[start TEXT EXCERPT]

Devaluing Excellence: Instead of rewarding exceptional contributions, the company creates a system where overachievers are overlooked, leaving them to dial back their efforts. The message is clear: providing too much value isn’t valued.
The Broader Impact
These examples are not isolated. Across industries, employees are incentivised to deliver less, stay silent, or even sabotage their own potential growth—all to protect themselves from systems that reward mediocrity, punish loyalty, and elevate ego over expertise.
These misaligned incentives and corporate dysfunctions are not just internal matters—they have far reaching effects that contribute to wider economic stagnation. Companies are killing innovation, limiting their own potential for growth, and in doing so, they are fuelling the very economic crisis they complain about.
The Solution?

[end TEXT EXCERPT]
[start DATASET CONTENT]

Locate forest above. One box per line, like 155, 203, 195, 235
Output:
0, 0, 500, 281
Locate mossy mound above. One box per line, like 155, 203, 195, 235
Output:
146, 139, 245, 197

[end DATASET CONTENT]

## PROBLEMS AND TASKS
(1) In the piece on workplace incentives, shorten the paragraph that begins "These misaligned incentives and corporate dysfunctions" while keeping its main facts.
(2) Carry the piece on workplace incentives forward from where it stops.

## EXPECTED RESPONSES
(1) Misaligned incentives and corporate dysfunction reach beyond the company and feed wider economic stagnation. By killing innovation and limiting their own growth, companies fuel the economic crisis they complain about.

(2)
There is no easy solution. Once values are upside down, the whole system must be reset. Small changes won't cut it anymore. Many in the newer generations aren’t even starting their careers by choice. Meanwhile, older generations are opting for early retirement and leaving the corporate world behind for good. In between, millions are stuck in quiet quitting mode—mentally disengaged from their work just to survive and preserve their mental health.
Quiet quitting represents a full emotional disengagement from work. No one chooses it willingly; it’s a way of acknowledging that the company doesn't truly want to make money, doesn’t want to perform, and doesn’t want to be successful.